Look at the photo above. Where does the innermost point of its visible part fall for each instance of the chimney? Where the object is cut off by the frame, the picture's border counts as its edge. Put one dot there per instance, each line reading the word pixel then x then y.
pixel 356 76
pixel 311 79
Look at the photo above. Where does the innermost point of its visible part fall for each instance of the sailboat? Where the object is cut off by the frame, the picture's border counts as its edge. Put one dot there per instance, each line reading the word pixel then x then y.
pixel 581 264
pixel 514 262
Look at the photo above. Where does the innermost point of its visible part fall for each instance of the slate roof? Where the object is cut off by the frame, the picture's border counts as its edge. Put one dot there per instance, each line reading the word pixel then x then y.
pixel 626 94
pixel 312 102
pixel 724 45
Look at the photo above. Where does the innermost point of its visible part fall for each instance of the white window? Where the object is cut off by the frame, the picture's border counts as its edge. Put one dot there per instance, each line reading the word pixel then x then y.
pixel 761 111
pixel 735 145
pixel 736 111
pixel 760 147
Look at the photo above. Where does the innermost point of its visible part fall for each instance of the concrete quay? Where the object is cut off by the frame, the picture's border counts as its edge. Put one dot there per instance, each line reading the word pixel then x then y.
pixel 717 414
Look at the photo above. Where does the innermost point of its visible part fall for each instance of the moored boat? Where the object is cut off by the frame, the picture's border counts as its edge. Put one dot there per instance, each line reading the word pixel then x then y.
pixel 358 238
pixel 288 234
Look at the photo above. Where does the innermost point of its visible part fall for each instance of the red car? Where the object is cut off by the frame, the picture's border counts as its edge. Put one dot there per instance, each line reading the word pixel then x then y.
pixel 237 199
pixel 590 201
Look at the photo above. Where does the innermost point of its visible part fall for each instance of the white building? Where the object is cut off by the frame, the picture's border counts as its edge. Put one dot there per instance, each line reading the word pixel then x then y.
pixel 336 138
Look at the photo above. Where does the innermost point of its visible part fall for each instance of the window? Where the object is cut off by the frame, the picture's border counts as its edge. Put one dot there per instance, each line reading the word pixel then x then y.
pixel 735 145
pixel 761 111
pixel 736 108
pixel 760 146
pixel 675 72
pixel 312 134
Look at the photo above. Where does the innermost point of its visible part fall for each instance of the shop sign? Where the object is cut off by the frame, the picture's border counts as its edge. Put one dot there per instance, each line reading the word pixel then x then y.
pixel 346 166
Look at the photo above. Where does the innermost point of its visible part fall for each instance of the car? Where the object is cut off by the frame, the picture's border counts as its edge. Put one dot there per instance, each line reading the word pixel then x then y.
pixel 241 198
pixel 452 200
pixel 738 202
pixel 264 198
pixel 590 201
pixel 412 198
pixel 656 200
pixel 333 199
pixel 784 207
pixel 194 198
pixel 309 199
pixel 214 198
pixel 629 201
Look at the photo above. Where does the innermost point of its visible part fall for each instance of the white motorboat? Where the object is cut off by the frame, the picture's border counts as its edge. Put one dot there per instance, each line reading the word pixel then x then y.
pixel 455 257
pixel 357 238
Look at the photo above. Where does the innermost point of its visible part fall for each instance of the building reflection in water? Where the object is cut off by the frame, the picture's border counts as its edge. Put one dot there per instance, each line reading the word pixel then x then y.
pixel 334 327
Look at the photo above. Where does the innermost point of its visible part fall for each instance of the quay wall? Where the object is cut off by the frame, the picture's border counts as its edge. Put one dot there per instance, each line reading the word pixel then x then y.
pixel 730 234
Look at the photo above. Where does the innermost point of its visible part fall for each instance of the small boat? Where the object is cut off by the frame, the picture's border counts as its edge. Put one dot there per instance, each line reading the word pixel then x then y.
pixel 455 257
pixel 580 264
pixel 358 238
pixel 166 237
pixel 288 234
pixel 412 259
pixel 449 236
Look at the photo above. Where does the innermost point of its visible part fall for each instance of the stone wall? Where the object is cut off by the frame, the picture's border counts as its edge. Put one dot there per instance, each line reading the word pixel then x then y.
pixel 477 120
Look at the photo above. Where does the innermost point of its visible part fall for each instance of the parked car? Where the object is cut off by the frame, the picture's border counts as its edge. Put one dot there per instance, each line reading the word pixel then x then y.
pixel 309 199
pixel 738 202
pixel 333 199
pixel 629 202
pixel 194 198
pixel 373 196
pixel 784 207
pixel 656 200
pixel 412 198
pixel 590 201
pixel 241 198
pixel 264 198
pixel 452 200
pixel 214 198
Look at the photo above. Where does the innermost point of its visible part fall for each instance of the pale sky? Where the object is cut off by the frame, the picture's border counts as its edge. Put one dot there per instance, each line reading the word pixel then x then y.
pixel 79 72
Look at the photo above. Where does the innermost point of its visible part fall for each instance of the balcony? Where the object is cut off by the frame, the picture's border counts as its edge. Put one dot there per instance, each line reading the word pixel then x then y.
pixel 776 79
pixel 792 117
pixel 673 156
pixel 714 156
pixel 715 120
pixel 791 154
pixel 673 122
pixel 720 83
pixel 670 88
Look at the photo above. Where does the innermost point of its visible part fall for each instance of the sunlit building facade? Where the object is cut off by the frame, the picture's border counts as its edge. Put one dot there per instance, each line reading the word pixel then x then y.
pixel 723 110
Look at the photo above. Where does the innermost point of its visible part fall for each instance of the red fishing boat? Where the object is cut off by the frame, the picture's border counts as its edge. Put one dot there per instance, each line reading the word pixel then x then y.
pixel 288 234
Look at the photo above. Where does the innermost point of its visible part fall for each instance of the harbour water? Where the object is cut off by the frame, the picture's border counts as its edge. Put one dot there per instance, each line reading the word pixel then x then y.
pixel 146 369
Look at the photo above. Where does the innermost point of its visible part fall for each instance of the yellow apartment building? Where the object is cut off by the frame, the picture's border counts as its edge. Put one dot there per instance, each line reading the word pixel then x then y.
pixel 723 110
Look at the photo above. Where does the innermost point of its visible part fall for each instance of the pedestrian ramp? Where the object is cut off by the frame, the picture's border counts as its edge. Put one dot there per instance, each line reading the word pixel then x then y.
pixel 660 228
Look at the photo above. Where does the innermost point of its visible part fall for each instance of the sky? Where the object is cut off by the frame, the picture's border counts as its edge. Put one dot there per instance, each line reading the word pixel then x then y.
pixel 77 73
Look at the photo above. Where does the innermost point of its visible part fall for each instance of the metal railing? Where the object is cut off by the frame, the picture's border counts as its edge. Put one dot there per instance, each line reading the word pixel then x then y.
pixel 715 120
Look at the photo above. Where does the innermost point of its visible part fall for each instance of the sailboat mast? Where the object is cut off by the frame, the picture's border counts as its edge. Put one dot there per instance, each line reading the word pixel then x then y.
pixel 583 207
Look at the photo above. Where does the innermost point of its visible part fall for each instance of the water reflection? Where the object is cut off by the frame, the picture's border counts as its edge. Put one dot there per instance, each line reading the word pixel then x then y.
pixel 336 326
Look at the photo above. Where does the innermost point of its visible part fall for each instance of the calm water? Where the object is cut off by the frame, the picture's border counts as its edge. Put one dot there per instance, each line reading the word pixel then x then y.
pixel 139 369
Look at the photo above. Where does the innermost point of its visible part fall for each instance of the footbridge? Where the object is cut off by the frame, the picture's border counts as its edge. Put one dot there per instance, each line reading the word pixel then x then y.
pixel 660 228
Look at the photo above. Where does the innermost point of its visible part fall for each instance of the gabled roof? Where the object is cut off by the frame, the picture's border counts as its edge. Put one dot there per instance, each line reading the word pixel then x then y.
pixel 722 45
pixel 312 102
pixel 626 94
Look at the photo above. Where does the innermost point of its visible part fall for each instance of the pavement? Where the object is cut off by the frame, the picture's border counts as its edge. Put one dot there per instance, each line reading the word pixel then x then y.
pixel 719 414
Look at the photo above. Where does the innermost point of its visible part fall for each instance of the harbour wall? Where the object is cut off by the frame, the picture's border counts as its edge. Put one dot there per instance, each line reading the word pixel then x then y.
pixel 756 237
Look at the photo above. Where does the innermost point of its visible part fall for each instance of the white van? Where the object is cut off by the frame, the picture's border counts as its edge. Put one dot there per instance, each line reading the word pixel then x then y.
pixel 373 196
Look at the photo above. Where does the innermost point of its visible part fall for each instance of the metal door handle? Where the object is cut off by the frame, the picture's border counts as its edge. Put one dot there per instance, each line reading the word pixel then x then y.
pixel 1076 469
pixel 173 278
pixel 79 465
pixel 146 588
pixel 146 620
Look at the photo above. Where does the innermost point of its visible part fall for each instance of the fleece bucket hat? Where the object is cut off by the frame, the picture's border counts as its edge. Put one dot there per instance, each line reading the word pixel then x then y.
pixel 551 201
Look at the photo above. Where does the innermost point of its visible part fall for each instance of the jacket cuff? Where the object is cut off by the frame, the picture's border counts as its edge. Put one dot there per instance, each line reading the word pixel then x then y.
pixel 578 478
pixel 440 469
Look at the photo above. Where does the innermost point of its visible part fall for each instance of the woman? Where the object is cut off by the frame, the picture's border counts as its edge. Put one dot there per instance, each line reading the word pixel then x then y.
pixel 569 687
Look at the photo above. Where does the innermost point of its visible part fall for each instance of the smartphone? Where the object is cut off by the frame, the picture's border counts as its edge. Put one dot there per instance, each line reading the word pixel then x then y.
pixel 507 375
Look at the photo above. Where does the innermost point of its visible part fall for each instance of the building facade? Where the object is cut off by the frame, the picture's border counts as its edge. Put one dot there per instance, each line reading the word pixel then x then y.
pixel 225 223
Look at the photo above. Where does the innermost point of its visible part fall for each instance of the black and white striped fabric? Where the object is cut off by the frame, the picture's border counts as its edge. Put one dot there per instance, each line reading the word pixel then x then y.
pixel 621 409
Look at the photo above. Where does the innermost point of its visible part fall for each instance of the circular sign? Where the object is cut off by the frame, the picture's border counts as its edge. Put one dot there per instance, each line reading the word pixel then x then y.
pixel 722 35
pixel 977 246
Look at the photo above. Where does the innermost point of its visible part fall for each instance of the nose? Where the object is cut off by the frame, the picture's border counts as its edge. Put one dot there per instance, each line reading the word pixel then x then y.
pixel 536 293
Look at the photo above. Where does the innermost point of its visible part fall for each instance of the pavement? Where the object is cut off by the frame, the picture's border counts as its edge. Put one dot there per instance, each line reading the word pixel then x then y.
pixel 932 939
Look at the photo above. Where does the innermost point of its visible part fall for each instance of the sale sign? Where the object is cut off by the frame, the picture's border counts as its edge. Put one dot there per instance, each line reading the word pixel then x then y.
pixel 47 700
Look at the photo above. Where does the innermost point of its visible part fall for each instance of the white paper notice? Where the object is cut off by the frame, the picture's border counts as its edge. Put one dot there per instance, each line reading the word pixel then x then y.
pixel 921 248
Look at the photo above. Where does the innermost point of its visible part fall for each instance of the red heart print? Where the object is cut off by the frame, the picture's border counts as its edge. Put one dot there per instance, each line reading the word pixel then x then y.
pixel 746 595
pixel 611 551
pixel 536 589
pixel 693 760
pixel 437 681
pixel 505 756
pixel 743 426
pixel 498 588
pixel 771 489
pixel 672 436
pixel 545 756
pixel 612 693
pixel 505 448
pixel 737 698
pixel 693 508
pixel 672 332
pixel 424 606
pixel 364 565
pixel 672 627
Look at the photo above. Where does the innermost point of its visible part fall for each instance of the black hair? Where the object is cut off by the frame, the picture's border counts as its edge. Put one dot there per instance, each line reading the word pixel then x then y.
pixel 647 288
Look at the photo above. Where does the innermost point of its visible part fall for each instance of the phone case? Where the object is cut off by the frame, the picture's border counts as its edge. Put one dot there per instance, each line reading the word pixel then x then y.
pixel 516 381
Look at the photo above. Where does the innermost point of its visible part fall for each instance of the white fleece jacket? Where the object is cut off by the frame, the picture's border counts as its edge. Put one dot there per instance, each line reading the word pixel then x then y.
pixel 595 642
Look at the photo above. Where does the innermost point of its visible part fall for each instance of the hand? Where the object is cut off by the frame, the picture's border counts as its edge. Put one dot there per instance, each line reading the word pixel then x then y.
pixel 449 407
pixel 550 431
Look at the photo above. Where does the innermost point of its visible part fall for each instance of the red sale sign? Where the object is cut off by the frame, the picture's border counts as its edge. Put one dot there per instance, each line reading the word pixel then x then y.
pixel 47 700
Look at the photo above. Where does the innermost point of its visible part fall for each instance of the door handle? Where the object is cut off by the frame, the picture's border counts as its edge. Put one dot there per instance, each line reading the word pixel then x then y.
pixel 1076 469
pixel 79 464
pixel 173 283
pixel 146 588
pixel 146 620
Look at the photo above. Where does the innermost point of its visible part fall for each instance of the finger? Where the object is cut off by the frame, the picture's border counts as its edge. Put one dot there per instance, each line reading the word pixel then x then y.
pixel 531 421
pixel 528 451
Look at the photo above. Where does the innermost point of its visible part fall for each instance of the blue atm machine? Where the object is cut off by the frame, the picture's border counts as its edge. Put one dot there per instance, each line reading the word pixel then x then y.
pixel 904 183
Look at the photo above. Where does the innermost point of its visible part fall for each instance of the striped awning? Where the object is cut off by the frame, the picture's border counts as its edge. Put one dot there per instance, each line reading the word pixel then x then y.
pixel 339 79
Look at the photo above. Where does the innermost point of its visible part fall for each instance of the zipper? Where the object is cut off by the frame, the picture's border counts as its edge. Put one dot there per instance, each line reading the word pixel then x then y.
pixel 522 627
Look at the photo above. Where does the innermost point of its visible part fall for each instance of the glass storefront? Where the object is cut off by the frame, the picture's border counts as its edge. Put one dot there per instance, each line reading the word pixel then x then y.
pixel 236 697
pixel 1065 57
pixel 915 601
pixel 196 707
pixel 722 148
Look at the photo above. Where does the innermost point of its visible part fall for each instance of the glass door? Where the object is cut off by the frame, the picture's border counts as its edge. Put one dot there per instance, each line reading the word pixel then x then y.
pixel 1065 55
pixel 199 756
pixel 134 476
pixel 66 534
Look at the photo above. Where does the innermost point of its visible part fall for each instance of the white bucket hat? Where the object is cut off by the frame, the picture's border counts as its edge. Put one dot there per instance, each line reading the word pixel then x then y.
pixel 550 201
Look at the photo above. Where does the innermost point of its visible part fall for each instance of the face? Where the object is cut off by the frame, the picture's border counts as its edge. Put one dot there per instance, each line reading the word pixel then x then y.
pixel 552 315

> **SET TASK**:
Copy the lines verbatim, starting at the line that contains "the red fishing" and ending at the line that contains "pixel 77 73", both included.

> **ANSWER FOR THIS EXERCISE**:
Look at the photo above. Where does the innermost point of its visible part fall for each instance of the red fishing boat? Where the object is cut off by the frame, the picture's border counts as its edge. Put one dot there per instance, each line reading the word pixel then x then y.
pixel 288 234
Look at the photo above. Where does the innermost point of its visible part fall for each instance of the harbour water? Where the object is cut off by the frame, the picture's border counts as its edge. Put one dot there per instance, each line reading the word pixel then x then y.
pixel 146 369
Look at the photo above. Where does the innermost point of its visible part fall for each instance of the yellow apartment building? Where the object is cut off by the frame, the picture's border counts as its edge. Put one dot there per instance, each line reading the word pixel then x then y.
pixel 723 110
Look at the photo above. Where does the innermost point of its visible part fall for each instance of the pedestrian ramp? Where the object is cut off by the frame, the picture's border counts as its edge. Put one dot there per instance, each line reading the word pixel then x then y.
pixel 660 228
Look at the photo above. Where does the innermost point of its visible part fall for each instance of the sky? Where the object is cut off by the frame, the picture's border counts as its edge. Put one dot there per instance, each line reading the word pixel then x then y.
pixel 77 73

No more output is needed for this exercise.